**WORK ITEM**.
Take the listing below and output it again exactly.

**MATERIALS PROVIDED**.
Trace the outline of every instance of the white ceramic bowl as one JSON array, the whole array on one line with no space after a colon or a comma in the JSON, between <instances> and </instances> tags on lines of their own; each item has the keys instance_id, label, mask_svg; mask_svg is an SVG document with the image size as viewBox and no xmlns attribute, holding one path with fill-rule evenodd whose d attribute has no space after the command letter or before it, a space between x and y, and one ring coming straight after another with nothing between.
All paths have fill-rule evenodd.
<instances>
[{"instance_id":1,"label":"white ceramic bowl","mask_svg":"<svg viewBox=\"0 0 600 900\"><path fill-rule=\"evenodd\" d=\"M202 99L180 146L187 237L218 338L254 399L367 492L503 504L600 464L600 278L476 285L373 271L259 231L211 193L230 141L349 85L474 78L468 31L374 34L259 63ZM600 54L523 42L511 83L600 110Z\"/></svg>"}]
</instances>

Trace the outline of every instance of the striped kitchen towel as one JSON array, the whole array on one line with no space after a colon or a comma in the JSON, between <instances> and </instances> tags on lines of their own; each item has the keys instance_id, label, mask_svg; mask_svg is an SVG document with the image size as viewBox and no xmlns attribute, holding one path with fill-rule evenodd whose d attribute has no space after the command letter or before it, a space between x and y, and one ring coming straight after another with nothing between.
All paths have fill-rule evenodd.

**OUTPUT OF THE TASK**.
Trace the outline of every instance of the white ceramic bowl as one JSON array, the whole array on one line with no space after a colon or a comma in the JSON, between <instances> and </instances> tags on lines of their own; each item has the keys instance_id, label, mask_svg; mask_svg is an SVG document with the image size as viewBox and no xmlns attribute, holding one path with fill-rule evenodd whose d attribute has no space after the command letter or before it, a space between x and y, and one ring coming straight after another with nothing between.
All paths have fill-rule evenodd.
<instances>
[{"instance_id":1,"label":"white ceramic bowl","mask_svg":"<svg viewBox=\"0 0 600 900\"><path fill-rule=\"evenodd\" d=\"M202 99L180 146L187 237L218 338L254 399L367 492L503 504L600 464L600 278L476 285L373 271L259 231L211 193L230 141L349 85L474 78L468 31L374 34L259 63ZM600 54L523 42L511 83L600 110Z\"/></svg>"}]
</instances>

Trace the outline of every instance of the striped kitchen towel as one JSON array, the whole array on one line with no space after a colon or a comma in the JSON, between <instances> and </instances> tags on lines of their own; each item has the keys instance_id, label, mask_svg; mask_svg is an SVG document with the image size as viewBox and no xmlns attribute, holding one path with fill-rule evenodd whose d attribute has no space after the command letter or before it, a space between x and y, and one ring coming straight after another with nothing between.
All paths have fill-rule evenodd.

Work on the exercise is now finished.